Start of EXTRACT

Given an array nums containing n distinct numbers in the range [0, n], return the only number in the range that is missing from the array.
Follow up: Could you implement a solution using only O(1) extra space complexity and O(n) runtime complexity?
Example 1:
**Input:** nums = [3,0,1]
**Output:** 2
**Explanation****:** n = 3 since there are 3 numbers, so all numbers are in the range [0,3]. 2 is the missing number in the range since it does not appear in nums.
Example 2:
**Input:** nums = [0,1]
**Output:** 2
**Explanation****:** n = 2 since there are 2 numbers, so all numbers are in the range [0,2]. 2 is the missing number in the range since it does not appear in nums.
Example 3:
**Input:** nums = [9,6,4,2,3,5,7,0,1]
**Output:** 8
**Explanation****:** n = 9 since there are 9 numbers, so all numbers are in the range [0,9]. 8 is the missing number in the range since it does not appear in nums.
Example 4:
**Input:** nums = [0]
**Output:** 1
**Explanation****:** n = 1 since there is 1 number, so all numbers are in the range [0,1]. 1 is the missing number in the range since it does not appear in nums.
Constraints:
n == nums.length
1 <= n <= 104
0 <= nums[i] <= n
All the numbers of nums are unique.
ac1: make ust of index
class Solution {
public int missingNumber(int[] nums) {
// edge cases
if (nums == null || nums.length == 0) throw new IllegalArgumentException("invalid input");
// iterate
for (int i = 0; i < nums.length; i++) {
while (nums[i] < nums.length && nums[i] != i) {
// swap
int tmp = nums[i];
nums[i] = nums[tmp];
nums[tmp] = tmp;
}
}
// check
for (int i = 0; i < nums.length; i++) {
if (nums[i] != i) return i;
}
return nums.length;
}
}
ac2: math
class Solution {
public int missingNumber(int[] nums) {
// edge cases
if (nums == null || nums.length == 0) throw new IllegalArgumentException("invalid input");
// math
int n = nums.length;
int sumExpected = n * (n + 1) / 2;
int sum = 0;
for (int i : nums) {
sum += i;
}
return sumExpected - sum;
}
}
ac3: XOR
class Solution {
public int missingNumber(int[] nums) {
// edge cases
if (nums == null || nums.length == 0) throw new IllegalArgumentException("invalid input");
int res = 0 ^ nums[0];
for (int i = 1; i < nums.length; i++) {
res = res ^ i ^ nums[i];
}
return res ^ nums.length;
}
}

End of EXTRACT

EXERCISES TO COMPLETE -
1. Transcribe the passage of the missing-number problem above from "Given an array" up to and including "O(n) runtime complexity?".
2. List every input array given for nums in the worked examples of the missing-number problem above.

Start of INFORMATION SUPPLIED

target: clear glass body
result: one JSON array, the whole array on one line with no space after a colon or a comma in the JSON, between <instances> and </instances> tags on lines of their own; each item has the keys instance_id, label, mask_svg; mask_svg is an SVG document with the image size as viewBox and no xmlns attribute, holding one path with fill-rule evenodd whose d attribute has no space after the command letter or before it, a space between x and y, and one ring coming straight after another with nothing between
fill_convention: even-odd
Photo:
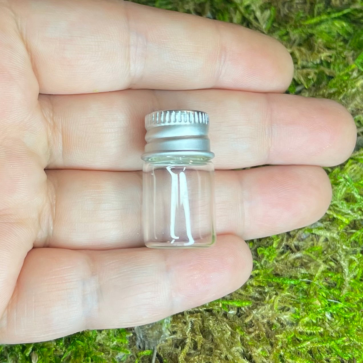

End of INFORMATION SUPPLIED

RESPONSES PER TASK -
1.
Given an array nums containing n distinct numbers in the range [0, n], return the only number in the range that is missing from the array.
Follow up: Could you implement a solution using only O(1) extra space complexity and O(n) runtime complexity?

2.
[3,0,1]
[0,1]
[9,6,4,2,3,5,7,0,1]
[0]